Sad songs say so much in The Singer, an unashamedly sentimental love story that features one of Gerard Depardieu's most fully realised and endearing performances in recent years. His melancholy, smalltime singer has the same weary charm as Burt Lancaster's aging hood in Atlantic City.
Depardieu is well matched by Cecile de France and together they transcend the potentially corny material to create something small in scale but genuinely touching. The Singer should appeal to an older demographic with the potential for cross-over to incurable romantics of all ages suggesting a solid commercial future. The highly marketable soundtrack is a bonus.
Promiscuous with his talent, Gerard Depardieu is someone we have come to take for granted. Here, he seems very much at ease with the character of Alain Moreau, a nightclub crooner in Clermont-Ferrand much lower in the food chain than Charles Aznavour but cut from the same cloth. Depardieu invests him with an easy, self-deprecating manner and an ineffable dignity. He also reveals a pleasant voice performing the old-fashioned songs that provide Moreau with a living in local nightclubs, tea dances and personal appearances. One night he meets Marion (de France). They wind up in bed. A one-night stand is easy but romance proves to be much more difficult as a wary Marion refuses to let herself surrender to Alain's charm offensive and jokingly dubs him The Ladies Man.

Brief:
Answer these questions using the review of The Singer.
(a) Whose role in Atlantic City is Depardieu's singer compared to?
(b) In which city does Alain Moreau work as a nightclub crooner?
(c) What nickname does Marion jokingly give Alain?
The records that follow are from an unrelated source.

Excerpted records:
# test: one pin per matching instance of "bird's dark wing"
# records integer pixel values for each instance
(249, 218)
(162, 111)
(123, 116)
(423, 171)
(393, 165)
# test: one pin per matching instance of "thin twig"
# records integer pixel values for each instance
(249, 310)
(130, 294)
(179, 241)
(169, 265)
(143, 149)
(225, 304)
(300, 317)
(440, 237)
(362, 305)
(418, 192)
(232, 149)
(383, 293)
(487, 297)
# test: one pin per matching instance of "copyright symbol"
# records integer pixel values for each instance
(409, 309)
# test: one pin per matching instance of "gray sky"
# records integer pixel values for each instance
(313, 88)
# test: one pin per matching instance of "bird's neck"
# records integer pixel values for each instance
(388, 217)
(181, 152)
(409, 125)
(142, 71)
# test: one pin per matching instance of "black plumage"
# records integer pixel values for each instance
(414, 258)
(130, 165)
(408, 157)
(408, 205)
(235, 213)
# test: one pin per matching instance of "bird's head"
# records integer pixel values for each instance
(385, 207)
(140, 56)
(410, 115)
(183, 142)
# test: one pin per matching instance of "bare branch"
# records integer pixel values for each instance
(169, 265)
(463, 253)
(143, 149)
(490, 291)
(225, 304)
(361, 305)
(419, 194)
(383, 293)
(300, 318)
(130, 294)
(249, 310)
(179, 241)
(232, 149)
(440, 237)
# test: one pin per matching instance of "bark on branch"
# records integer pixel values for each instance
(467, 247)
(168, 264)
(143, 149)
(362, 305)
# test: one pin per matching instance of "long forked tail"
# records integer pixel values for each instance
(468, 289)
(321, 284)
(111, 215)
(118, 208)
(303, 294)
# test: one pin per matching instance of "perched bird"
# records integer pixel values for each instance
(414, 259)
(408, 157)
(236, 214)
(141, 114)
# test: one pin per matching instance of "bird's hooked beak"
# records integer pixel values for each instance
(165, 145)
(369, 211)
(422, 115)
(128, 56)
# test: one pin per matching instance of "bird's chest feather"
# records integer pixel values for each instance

Task solution:
(a) Burt Lancaster's aging hood
(b) Clermont-Ferrand
(c) The Ladies Man